WHAT IS BEING ASKED ▸
Copy out exactly each line from the line with "Can you see the bark" through the last line of the material below.

--- START OF EXERCISE MATERIALS ---

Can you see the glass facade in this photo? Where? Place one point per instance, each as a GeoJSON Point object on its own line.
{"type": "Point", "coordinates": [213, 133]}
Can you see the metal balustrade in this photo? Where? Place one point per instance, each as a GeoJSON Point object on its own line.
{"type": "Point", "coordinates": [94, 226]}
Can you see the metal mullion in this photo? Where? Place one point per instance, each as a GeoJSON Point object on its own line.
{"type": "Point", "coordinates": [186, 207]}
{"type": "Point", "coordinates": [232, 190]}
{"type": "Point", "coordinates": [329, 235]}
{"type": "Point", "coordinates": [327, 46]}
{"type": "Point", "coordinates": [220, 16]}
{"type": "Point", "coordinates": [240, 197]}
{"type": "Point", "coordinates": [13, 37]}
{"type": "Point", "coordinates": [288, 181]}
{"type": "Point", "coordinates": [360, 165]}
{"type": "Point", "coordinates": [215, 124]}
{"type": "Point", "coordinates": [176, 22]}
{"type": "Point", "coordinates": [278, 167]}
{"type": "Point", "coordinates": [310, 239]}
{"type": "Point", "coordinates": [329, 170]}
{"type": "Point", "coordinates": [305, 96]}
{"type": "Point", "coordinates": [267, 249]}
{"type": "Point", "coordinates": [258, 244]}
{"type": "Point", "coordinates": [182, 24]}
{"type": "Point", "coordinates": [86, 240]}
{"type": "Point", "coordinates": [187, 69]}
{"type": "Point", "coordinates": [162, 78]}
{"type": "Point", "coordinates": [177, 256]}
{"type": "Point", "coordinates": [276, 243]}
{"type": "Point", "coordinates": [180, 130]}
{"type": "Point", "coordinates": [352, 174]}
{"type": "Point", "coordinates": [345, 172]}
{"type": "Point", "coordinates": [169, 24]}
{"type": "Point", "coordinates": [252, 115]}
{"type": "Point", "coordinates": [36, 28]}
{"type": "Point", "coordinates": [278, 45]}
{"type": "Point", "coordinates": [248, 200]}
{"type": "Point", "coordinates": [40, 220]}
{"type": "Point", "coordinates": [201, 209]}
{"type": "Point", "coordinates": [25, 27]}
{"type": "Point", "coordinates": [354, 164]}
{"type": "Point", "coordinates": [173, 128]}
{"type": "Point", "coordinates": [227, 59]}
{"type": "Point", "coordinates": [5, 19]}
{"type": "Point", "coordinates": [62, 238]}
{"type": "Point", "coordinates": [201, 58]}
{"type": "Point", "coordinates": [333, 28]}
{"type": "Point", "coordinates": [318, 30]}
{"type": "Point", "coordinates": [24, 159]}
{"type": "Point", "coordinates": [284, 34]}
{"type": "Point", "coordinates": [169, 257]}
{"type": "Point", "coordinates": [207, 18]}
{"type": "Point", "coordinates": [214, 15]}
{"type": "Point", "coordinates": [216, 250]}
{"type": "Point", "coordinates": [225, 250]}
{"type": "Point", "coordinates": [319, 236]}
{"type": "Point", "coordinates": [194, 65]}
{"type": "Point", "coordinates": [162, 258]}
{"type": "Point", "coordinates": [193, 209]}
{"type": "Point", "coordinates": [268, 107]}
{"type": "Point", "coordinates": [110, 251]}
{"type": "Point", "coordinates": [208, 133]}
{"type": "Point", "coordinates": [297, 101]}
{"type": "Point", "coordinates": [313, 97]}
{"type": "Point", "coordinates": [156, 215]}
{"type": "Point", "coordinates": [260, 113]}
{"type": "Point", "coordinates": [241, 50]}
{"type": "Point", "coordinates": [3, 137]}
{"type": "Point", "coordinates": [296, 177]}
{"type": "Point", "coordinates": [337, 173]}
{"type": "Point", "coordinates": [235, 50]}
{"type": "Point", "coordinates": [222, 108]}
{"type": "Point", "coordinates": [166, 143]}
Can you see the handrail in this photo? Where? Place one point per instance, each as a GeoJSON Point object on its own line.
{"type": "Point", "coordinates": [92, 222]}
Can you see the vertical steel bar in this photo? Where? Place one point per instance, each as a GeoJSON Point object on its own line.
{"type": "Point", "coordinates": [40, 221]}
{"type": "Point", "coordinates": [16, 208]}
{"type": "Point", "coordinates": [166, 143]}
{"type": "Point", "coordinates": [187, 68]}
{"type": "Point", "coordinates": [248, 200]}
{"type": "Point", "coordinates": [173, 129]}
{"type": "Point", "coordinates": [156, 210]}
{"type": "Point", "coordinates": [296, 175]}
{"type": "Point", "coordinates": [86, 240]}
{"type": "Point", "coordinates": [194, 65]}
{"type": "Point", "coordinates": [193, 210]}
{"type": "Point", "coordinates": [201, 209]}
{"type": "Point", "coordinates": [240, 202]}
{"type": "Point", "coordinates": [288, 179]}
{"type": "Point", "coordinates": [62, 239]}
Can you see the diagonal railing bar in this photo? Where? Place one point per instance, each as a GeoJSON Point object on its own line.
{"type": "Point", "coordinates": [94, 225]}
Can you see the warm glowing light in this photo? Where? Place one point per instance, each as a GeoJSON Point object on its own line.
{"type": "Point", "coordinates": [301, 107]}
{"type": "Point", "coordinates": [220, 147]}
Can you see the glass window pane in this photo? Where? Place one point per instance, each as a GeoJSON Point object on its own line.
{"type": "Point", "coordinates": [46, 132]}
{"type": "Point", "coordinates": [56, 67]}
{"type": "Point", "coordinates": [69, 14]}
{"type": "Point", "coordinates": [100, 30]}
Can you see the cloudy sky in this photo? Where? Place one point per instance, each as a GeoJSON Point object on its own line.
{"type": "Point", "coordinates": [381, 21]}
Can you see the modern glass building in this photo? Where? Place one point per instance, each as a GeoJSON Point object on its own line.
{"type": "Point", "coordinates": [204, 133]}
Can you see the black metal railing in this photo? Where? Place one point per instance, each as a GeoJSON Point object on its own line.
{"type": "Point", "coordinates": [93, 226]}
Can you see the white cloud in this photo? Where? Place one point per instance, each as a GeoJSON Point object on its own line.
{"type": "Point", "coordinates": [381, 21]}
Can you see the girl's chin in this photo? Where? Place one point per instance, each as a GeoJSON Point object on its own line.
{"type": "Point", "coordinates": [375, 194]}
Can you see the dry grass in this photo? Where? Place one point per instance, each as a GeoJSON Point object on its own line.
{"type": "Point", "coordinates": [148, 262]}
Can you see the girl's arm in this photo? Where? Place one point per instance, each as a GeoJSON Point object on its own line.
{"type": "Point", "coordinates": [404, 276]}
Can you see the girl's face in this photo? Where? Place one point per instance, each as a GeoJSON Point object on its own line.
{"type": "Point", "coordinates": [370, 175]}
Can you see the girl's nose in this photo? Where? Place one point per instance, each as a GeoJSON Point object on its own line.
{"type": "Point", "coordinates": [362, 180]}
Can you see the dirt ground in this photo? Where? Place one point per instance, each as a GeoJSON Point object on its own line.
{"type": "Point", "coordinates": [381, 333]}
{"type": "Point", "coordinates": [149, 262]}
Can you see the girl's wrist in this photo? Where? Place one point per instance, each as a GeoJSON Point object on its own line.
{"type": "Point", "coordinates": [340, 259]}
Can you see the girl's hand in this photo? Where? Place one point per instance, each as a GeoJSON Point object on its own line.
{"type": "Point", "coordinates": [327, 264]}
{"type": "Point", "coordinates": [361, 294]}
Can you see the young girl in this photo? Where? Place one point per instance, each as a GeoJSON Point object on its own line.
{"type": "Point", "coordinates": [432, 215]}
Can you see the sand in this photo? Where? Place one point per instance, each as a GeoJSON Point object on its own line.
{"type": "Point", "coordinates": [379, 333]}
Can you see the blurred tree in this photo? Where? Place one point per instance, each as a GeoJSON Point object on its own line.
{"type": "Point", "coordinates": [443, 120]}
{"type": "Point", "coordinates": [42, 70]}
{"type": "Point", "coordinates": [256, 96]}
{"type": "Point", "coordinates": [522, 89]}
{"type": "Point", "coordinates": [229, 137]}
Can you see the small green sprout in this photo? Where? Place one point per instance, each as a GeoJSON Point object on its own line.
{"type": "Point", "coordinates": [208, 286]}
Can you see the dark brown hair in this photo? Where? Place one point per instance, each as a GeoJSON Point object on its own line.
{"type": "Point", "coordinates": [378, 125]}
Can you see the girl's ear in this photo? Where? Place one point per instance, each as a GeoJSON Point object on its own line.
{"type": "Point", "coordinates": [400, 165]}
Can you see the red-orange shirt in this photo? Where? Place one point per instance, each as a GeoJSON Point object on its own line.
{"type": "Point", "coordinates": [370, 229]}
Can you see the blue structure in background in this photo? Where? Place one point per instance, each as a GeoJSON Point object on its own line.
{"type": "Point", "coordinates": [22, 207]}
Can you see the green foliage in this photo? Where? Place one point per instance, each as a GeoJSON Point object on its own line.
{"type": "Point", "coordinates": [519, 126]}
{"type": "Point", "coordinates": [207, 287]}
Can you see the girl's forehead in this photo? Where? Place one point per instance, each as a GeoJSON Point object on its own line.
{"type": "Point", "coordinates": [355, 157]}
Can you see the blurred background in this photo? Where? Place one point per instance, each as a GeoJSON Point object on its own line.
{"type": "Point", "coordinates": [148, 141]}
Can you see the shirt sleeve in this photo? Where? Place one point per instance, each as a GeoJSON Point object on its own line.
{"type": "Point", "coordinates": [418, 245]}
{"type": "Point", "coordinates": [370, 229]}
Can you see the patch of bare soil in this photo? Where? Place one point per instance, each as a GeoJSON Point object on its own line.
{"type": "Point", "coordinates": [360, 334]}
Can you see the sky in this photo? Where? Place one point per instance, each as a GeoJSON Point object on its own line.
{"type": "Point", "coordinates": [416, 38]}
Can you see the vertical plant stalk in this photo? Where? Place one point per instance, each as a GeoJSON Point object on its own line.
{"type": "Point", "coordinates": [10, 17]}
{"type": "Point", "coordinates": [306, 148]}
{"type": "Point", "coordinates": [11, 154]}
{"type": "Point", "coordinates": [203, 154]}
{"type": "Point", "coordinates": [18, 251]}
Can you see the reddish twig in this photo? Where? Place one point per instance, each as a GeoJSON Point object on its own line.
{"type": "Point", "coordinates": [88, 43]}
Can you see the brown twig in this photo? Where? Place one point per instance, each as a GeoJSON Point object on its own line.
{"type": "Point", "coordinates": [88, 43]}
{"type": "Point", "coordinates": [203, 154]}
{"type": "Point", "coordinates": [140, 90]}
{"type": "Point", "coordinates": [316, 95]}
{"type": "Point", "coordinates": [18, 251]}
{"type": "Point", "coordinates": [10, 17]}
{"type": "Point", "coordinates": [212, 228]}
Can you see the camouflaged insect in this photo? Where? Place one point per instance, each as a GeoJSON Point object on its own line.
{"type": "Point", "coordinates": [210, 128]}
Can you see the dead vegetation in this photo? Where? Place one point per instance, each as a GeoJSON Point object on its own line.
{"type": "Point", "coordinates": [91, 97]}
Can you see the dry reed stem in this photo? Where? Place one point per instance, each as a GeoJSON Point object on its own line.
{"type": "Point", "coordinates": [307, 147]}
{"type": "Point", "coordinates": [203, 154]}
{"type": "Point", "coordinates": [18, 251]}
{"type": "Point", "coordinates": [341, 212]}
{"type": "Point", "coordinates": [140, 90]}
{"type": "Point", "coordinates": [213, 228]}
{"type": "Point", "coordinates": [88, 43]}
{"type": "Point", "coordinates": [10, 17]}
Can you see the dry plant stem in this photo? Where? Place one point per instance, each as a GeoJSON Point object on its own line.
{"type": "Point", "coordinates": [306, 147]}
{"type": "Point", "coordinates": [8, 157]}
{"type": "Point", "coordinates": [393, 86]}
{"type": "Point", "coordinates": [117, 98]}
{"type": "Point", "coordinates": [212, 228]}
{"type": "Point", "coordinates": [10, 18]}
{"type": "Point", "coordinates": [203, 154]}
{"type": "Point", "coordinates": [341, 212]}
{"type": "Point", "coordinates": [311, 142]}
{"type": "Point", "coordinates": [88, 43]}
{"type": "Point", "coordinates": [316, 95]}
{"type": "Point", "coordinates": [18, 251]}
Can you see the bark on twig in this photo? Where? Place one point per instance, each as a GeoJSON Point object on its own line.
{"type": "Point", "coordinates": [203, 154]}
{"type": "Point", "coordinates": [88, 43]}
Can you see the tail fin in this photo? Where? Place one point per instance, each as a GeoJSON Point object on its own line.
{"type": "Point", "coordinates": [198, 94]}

--- END OF EXERCISE MATERIALS ---

COMPLETED TASK ▸
Can you see the bark on twig in this photo? Where? Place one point per instance, each as a GeoJSON Point object on its own line.
{"type": "Point", "coordinates": [203, 154]}
{"type": "Point", "coordinates": [88, 43]}
Can you see the tail fin in this photo? Where? Place one point per instance, each as a GeoJSON Point object on its own line.
{"type": "Point", "coordinates": [198, 94]}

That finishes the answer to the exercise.